-- begin Reading text --

Theorem

9 February 17:00
Big Hall
After Pier Paolo Pasolini
Directed by Eugen Jebeleanu


Dramaturgy and adaptation: Yann Verburgh
Set Design: Velica Panduru
Music: Remi Billardon
Lighting design: Cristian Niculescu

With: Gyan Ros, Cendana Trifan, Raluca Iani, Adrian Matioc, Antonia Dobocan, Radu Costea, Patrick Imbrescu

Assistant director: Ania Petrean
Project management: Claudia Maior
Marketing coordination: Violeta Buduleci
Project assistance: Paula Dalea
Scenography assistance: Sabina Reus
Set construction: Tukuma Works

Technical direction: Ovidiu Coca
Sound: Bogdan Ropcean
Lighting: Dorin Părău
Booths: Elena Harșan
Props: Ana Dumitru
Makeup and hair: Elena Vlad
Ser assistants: Dan Dancășiu, Iliu Gheorghe
Production manager: Alin Gavrilă

Avant-premiere: June 3, 2024

A young man enters the home of a rich bourgeois. He is beauty itself. And his arrival is more a visit that is fulfilled by physical possession. The maid, Emilia, then the son of the family, Pietro, the mother, Lucia, the daughter, Odetta, and the father, Paolo, all get to know the guest in the biblical sense. But after his sudden departure, what will be left of the message he left? Will only the servant know salvation? For, unlike the bourgeois, according to Pasolini, she has not replaced her conscience with her soul, nor her morality with her sense of the sacred.

-- end Reading text --

> _Exercise goal_
In the text about Theorem, please say who directed the production.

-- begin Data provided --

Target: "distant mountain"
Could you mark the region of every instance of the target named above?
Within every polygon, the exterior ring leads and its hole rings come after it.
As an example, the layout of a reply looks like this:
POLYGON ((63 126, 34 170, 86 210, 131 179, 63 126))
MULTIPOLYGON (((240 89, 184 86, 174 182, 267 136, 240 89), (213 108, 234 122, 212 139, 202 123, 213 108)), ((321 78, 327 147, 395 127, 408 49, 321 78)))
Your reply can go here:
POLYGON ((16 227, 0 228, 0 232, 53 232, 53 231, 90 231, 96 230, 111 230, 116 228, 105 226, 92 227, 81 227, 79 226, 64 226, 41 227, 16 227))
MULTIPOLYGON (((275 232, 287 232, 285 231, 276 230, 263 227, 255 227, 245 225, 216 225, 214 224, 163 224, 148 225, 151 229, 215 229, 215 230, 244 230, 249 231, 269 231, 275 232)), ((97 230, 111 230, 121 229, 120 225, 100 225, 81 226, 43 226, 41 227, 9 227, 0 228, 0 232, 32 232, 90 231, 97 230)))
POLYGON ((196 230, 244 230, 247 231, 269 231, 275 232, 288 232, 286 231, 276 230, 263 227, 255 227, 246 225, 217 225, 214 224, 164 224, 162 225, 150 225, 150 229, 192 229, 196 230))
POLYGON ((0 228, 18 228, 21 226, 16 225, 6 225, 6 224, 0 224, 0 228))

-- end Data provided --

> _Completed exercise_
Eugen Jebeleanu